**TASK DIRECTIONS:** Extract only the lines running from the top of the entries to the line that holds "bicycle handlebar, place". Include that line and omit the pictures.

**Stored data entries:**
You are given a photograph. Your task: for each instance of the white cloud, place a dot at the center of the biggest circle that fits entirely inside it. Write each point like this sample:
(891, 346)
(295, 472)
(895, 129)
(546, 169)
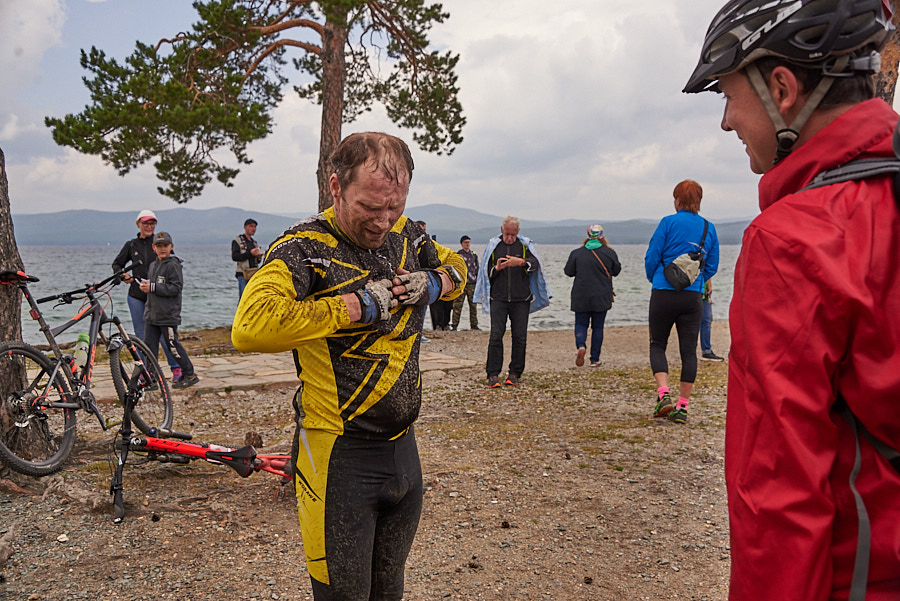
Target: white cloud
(27, 30)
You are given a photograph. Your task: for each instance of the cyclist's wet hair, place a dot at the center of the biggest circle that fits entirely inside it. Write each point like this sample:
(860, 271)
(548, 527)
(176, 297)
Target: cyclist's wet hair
(386, 153)
(854, 89)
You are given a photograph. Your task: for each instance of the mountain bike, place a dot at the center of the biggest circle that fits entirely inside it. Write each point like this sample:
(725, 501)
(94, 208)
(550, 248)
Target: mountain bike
(160, 446)
(40, 392)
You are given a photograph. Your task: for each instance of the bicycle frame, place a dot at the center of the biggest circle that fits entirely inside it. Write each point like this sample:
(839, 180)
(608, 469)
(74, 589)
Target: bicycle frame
(244, 460)
(79, 380)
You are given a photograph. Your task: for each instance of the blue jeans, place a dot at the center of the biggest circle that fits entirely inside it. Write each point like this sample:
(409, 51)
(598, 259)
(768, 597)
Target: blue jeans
(706, 327)
(596, 320)
(136, 308)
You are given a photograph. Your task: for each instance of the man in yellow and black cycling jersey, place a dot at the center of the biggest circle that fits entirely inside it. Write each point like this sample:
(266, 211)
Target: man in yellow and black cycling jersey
(345, 290)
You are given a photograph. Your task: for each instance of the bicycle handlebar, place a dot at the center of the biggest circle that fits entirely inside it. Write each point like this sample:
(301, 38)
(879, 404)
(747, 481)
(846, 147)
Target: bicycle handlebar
(70, 296)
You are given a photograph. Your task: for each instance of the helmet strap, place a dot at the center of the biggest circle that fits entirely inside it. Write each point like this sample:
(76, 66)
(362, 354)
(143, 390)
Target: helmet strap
(787, 135)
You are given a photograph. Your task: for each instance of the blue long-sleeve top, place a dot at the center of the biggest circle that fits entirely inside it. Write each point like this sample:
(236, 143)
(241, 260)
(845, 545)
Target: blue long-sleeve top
(675, 235)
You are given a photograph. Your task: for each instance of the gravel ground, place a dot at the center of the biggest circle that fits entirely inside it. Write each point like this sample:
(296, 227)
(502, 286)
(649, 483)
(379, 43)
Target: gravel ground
(562, 488)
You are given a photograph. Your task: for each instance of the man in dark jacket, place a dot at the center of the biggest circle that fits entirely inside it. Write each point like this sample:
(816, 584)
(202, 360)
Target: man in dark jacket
(246, 254)
(510, 264)
(593, 265)
(468, 294)
(139, 253)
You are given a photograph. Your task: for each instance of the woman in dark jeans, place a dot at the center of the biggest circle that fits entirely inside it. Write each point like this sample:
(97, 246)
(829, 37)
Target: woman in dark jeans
(675, 235)
(593, 265)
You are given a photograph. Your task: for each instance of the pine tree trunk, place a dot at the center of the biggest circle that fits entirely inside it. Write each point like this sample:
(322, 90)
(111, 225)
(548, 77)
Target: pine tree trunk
(10, 299)
(333, 77)
(886, 80)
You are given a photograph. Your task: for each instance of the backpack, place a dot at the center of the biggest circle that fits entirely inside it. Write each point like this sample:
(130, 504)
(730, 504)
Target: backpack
(856, 170)
(682, 272)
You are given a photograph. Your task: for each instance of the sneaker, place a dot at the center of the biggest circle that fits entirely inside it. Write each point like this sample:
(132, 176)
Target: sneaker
(679, 415)
(186, 381)
(663, 406)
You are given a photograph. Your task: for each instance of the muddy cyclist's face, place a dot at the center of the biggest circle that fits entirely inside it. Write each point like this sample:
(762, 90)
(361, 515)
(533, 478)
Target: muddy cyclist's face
(369, 206)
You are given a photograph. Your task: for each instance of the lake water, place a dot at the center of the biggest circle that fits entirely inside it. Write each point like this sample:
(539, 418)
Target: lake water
(210, 292)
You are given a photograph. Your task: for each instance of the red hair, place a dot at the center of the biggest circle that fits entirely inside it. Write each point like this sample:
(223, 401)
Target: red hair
(687, 196)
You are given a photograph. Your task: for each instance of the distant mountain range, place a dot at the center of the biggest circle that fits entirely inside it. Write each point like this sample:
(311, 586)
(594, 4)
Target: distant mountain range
(220, 226)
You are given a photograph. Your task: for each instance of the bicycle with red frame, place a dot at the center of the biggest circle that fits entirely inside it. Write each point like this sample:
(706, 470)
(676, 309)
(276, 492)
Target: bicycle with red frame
(41, 392)
(170, 446)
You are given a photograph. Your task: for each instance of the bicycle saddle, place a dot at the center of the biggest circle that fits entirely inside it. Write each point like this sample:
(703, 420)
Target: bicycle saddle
(8, 277)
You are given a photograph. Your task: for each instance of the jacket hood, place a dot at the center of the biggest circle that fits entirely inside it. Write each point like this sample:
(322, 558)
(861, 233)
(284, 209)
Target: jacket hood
(870, 124)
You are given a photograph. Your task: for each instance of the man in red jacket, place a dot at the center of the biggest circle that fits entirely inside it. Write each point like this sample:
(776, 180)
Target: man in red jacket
(815, 317)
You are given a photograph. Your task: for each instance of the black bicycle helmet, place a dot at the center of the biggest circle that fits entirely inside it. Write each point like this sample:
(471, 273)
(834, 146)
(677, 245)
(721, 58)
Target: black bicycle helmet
(806, 32)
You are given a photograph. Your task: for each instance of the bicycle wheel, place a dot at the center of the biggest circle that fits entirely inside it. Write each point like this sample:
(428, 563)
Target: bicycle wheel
(35, 439)
(153, 405)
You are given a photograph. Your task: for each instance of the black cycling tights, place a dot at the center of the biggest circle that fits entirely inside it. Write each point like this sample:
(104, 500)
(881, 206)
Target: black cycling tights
(684, 310)
(372, 510)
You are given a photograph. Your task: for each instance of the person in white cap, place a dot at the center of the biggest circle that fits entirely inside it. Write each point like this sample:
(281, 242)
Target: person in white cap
(139, 253)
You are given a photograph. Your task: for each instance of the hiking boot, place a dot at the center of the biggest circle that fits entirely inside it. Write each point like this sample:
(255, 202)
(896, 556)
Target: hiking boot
(663, 406)
(186, 381)
(679, 415)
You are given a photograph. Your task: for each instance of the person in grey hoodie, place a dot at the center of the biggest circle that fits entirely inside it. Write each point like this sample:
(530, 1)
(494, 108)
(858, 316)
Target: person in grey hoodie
(162, 312)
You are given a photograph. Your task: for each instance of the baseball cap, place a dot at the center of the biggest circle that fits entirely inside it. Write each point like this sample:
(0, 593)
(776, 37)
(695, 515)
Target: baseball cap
(162, 238)
(146, 215)
(595, 231)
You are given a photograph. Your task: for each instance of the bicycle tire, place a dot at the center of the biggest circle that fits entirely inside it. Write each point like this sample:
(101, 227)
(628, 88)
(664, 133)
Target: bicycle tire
(34, 441)
(153, 407)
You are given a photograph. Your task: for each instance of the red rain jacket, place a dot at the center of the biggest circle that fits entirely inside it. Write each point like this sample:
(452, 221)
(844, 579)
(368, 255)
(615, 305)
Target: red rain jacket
(816, 310)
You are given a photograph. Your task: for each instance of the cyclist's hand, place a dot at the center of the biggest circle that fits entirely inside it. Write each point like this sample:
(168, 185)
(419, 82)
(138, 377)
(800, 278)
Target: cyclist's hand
(418, 288)
(376, 301)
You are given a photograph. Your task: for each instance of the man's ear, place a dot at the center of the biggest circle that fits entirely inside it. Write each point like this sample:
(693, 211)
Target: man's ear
(335, 186)
(786, 91)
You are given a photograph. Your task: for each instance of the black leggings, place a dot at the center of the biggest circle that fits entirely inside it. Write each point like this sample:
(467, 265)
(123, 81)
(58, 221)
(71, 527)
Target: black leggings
(372, 504)
(684, 310)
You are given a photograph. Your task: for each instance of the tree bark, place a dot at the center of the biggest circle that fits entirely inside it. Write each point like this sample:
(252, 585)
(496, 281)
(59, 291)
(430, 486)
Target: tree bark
(10, 299)
(886, 80)
(334, 40)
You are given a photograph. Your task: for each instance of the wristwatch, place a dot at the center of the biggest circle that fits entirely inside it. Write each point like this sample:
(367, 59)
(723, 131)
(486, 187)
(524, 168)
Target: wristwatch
(452, 273)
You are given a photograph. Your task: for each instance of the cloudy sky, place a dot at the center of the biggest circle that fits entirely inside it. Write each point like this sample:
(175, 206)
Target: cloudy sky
(572, 113)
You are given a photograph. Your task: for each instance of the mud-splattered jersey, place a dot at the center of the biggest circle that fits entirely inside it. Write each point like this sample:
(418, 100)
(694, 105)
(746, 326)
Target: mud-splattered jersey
(357, 379)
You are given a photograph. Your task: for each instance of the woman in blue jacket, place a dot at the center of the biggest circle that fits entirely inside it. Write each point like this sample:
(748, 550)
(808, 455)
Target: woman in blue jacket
(675, 235)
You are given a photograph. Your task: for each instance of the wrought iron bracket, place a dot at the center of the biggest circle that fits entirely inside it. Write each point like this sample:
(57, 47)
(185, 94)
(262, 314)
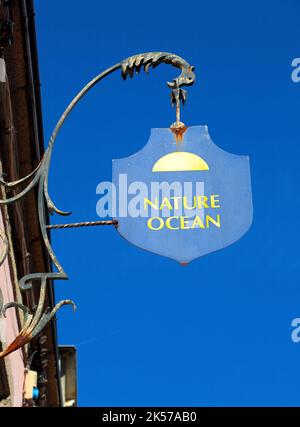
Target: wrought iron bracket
(35, 322)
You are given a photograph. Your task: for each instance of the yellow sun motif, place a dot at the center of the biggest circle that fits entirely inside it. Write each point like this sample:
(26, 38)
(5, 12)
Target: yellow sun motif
(180, 161)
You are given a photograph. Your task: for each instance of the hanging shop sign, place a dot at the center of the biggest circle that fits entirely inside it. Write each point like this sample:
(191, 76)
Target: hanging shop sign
(182, 197)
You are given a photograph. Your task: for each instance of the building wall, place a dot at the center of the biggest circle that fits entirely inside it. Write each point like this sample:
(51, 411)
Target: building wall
(9, 329)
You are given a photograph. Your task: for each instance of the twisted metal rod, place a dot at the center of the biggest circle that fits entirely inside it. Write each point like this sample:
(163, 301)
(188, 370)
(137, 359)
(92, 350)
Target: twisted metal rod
(83, 224)
(37, 321)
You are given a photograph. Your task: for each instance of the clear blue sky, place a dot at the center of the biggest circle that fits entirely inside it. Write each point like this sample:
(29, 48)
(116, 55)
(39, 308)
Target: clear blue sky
(148, 331)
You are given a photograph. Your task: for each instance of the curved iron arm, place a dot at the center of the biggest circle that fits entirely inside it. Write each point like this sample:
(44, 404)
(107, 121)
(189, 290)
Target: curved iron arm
(34, 323)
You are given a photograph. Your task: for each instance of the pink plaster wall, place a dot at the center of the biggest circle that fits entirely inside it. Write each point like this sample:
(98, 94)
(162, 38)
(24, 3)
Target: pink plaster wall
(9, 330)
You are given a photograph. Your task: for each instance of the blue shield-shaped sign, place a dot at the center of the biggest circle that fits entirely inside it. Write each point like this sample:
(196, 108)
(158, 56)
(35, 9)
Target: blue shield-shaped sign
(182, 199)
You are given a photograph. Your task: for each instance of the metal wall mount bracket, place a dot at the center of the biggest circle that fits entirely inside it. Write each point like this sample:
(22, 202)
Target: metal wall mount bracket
(35, 322)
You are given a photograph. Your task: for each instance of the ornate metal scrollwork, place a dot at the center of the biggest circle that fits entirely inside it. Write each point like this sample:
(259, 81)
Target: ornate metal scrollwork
(34, 323)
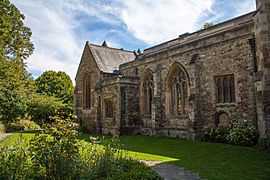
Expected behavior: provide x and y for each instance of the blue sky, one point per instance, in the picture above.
(61, 27)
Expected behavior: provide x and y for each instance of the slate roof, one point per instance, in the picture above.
(108, 59)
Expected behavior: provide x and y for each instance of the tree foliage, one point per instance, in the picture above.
(15, 43)
(15, 89)
(56, 84)
(15, 46)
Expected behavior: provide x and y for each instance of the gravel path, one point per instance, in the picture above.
(171, 172)
(3, 136)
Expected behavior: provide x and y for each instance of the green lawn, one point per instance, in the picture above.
(210, 160)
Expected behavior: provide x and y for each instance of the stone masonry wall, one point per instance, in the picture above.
(87, 66)
(226, 52)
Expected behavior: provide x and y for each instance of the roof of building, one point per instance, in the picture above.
(108, 59)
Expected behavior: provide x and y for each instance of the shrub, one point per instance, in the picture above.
(15, 161)
(22, 125)
(2, 128)
(56, 153)
(243, 133)
(42, 107)
(216, 134)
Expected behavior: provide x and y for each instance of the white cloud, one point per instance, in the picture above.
(244, 6)
(160, 20)
(60, 28)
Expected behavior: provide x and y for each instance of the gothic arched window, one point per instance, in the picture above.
(86, 92)
(147, 91)
(178, 90)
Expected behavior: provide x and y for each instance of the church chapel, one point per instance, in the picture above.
(178, 88)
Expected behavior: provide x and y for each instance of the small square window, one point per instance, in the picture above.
(108, 108)
(225, 89)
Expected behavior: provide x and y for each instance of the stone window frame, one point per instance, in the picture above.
(177, 111)
(108, 108)
(147, 93)
(225, 89)
(87, 91)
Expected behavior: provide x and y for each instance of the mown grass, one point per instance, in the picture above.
(210, 160)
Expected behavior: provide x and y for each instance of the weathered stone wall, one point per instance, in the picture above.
(87, 66)
(110, 90)
(238, 47)
(225, 49)
(262, 35)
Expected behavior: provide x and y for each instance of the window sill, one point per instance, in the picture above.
(226, 104)
(179, 116)
(108, 118)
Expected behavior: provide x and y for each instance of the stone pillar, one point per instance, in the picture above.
(194, 85)
(157, 104)
(262, 84)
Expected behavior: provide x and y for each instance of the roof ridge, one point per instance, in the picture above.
(110, 48)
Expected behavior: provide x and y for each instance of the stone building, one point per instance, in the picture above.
(210, 77)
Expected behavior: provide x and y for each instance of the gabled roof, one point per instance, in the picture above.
(108, 59)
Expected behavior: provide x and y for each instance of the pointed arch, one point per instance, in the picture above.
(147, 92)
(177, 90)
(87, 91)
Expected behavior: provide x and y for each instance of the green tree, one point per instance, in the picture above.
(15, 88)
(56, 84)
(15, 47)
(15, 43)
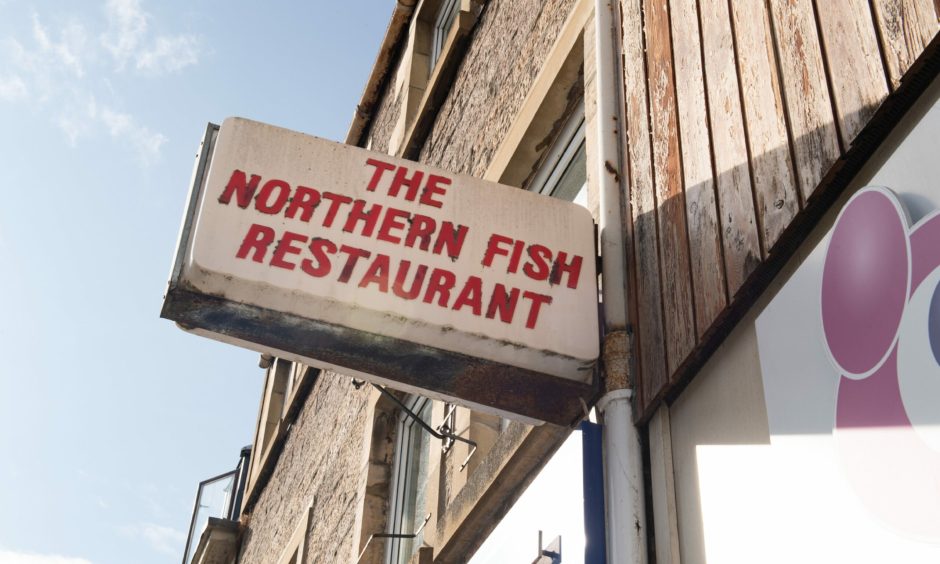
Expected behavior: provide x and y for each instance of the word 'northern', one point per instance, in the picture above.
(277, 197)
(435, 286)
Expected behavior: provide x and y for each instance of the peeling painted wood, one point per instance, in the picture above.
(648, 296)
(667, 177)
(735, 199)
(905, 28)
(775, 193)
(858, 78)
(708, 274)
(812, 126)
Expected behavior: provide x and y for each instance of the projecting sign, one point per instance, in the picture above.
(389, 270)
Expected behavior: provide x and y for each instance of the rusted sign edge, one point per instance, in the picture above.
(507, 388)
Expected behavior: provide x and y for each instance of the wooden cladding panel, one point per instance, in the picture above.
(708, 280)
(858, 76)
(735, 111)
(809, 107)
(667, 177)
(775, 192)
(646, 273)
(905, 28)
(732, 174)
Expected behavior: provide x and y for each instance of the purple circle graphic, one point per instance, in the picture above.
(933, 324)
(865, 281)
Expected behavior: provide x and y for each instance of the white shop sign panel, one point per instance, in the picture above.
(850, 359)
(395, 271)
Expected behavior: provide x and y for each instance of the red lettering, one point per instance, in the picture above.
(452, 238)
(441, 283)
(369, 218)
(336, 200)
(516, 255)
(259, 237)
(401, 179)
(573, 269)
(434, 186)
(422, 227)
(377, 273)
(380, 168)
(537, 301)
(243, 188)
(504, 304)
(399, 286)
(392, 220)
(305, 200)
(285, 247)
(493, 248)
(471, 294)
(537, 268)
(319, 247)
(263, 199)
(354, 255)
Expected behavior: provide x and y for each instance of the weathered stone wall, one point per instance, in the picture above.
(320, 464)
(322, 460)
(509, 46)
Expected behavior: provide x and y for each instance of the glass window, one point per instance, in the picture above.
(563, 172)
(410, 475)
(446, 15)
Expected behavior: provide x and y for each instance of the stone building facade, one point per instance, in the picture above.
(741, 129)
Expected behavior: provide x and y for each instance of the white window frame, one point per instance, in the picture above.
(410, 438)
(560, 156)
(446, 16)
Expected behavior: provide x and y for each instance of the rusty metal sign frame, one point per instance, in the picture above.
(515, 392)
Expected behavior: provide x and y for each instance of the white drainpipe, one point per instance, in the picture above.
(623, 471)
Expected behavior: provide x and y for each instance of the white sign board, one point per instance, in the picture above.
(850, 360)
(390, 270)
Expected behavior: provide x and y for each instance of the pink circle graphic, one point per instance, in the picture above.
(874, 266)
(865, 282)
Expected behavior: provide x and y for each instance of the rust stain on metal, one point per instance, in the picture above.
(611, 169)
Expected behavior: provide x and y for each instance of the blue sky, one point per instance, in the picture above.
(110, 416)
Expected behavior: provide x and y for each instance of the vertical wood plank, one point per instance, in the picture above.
(905, 27)
(806, 91)
(678, 320)
(649, 330)
(729, 149)
(708, 272)
(775, 192)
(855, 67)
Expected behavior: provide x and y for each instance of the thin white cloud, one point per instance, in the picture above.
(169, 54)
(160, 538)
(146, 143)
(69, 51)
(127, 26)
(126, 40)
(57, 67)
(11, 557)
(12, 88)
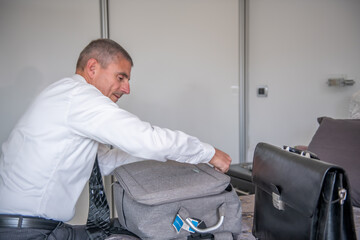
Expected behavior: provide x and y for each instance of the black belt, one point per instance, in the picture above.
(17, 221)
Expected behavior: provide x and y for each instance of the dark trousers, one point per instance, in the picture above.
(62, 232)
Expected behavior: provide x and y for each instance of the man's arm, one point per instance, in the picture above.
(221, 161)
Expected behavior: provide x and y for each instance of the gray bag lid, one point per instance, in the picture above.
(152, 182)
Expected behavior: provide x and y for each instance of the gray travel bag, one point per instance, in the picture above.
(171, 200)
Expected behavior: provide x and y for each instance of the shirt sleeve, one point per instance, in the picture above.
(92, 115)
(111, 158)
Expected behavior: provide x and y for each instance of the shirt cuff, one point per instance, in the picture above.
(209, 152)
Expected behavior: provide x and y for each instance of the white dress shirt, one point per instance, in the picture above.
(49, 155)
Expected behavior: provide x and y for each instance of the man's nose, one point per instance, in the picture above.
(125, 87)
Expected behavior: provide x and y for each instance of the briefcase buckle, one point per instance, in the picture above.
(342, 195)
(277, 202)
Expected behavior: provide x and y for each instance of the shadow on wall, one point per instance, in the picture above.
(16, 95)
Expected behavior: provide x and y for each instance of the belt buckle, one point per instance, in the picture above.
(277, 202)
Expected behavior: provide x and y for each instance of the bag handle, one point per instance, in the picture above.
(185, 215)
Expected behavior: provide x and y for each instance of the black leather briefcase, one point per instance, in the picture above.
(297, 197)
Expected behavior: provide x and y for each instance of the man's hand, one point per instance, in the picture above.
(221, 161)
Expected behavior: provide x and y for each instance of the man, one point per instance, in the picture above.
(50, 154)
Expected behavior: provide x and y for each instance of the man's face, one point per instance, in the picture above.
(113, 81)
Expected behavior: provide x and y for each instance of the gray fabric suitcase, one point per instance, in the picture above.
(172, 200)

**ANSWER TO THIS EXERCISE:**
You are given a photograph. Your task: for each instance of the white cloud, place a dot at the center of the biggest circle that fits entirely inside it. Write each point like this sample:
(891, 346)
(295, 472)
(895, 129)
(546, 169)
Target: white cloud
(27, 30)
You are given a photograph. Your task: for each instance of the cyclist's wet hair, place a dot at the center of the biggest circle that fits entirely inside it. Write each point like this sample:
(860, 271)
(548, 527)
(176, 297)
Target: cyclist's wet hair
(386, 153)
(854, 89)
You are given a photograph. Your task: for each instance of the mountain bike, place a dot at the center of the biggest circle that fits entirely inside it. Write each point like this sample:
(725, 501)
(94, 208)
(550, 248)
Target: mountain bike
(160, 446)
(40, 392)
You are given a photograph. Your task: for each instance of the bicycle frame, place a dot at the center of the biggest circle that fits entirely inside it. Write each point like this sample:
(839, 180)
(608, 469)
(74, 589)
Target: bicycle frame
(244, 460)
(79, 380)
You are given a photograph. Your task: for each instance of the blue jeans, place a dot at the center of the biggest circle that fits entirely inside it. Write each point like this sample:
(409, 51)
(598, 259)
(768, 597)
Target: blue jeans
(706, 327)
(596, 320)
(136, 308)
You are given a photograph. Your task: for each instance of the man in yellow and black cycling jersey, place a dot at the center of the biggest circle that fits entirely inside it. Write each point like this sample:
(266, 211)
Target: man in yellow and black cycling jersey
(345, 290)
You are given a photograph. Your task: for each instance of the bicycle handlebar, place a dot at the center of the biggest circle that fits entirely inside it. Write each point like this sample:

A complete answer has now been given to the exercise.